# Given problem
Which lines in the entries below contain the word "woman"? Copy out each of those lines in full.
*** Items
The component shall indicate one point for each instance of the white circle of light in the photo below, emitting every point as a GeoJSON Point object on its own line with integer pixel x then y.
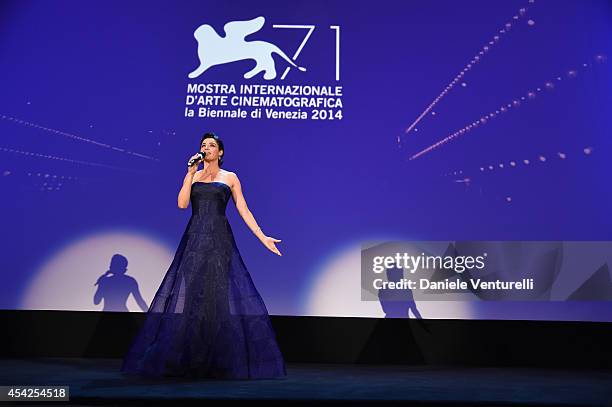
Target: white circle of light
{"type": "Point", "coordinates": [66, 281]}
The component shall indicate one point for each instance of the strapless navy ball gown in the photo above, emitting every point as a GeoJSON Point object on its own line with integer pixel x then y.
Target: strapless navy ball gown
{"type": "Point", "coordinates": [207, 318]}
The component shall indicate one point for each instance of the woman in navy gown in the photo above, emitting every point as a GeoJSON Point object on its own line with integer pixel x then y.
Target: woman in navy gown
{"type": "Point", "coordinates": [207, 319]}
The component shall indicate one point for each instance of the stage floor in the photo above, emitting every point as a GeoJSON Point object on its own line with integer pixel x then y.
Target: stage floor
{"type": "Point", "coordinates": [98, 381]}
******
*** Items
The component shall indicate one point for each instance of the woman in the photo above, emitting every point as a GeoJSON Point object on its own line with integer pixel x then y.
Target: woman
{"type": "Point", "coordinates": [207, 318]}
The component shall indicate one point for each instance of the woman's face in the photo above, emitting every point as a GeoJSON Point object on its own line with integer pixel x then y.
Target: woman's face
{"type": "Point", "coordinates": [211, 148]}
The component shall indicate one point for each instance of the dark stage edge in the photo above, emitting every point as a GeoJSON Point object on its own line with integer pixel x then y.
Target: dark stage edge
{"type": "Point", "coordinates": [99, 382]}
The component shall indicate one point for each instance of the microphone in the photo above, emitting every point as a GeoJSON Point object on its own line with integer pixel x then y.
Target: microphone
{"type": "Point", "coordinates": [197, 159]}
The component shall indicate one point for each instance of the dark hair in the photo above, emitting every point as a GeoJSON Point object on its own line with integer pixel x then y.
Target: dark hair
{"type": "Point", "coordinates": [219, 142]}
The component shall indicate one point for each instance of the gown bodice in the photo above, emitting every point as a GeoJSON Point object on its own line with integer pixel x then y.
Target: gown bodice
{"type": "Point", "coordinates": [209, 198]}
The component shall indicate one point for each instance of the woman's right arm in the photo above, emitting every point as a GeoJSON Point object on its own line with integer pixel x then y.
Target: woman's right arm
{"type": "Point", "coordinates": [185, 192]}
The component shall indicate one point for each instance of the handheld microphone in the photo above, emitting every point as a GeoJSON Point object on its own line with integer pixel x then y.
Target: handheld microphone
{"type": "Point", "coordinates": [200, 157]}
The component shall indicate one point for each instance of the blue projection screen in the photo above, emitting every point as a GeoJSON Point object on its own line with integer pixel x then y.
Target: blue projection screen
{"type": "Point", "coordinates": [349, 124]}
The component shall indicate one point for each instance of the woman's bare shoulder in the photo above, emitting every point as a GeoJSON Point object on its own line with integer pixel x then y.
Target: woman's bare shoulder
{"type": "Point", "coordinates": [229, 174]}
******
*** Items
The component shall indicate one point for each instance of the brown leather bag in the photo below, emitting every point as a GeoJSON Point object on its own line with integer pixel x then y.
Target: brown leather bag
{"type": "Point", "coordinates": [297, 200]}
******
# Reply to the exercise
The component shall indicate one point for each instance of the woman in navy gown in the photo above, emitting every point as a GeoJSON Point object on its own line with integer pixel x then y.
Target: woman in navy gown
The component shall indicate one point for each instance of the woman in the photo above, emitting every point as a GeoJSON Point object on its own line with integer pixel x then y.
Target: woman
The component shall indicate one point for each instance of the woman's face in the photo above, emitting every point as a GeoJSON Point object on its own line with integer pixel x then y.
Target: woman's face
The component shall indicate one point for each instance of the woman's right arm in the photo above, emitting every point as a GeoJSON Point object on its own line with integer pixel x then y.
Target: woman's right arm
The component shall indicate one point for each instance of the woman's bare shoulder in the photo above, emitting every point as a GeoJSON Point object on its own line with integer pixel x then y.
Target: woman's bare shoulder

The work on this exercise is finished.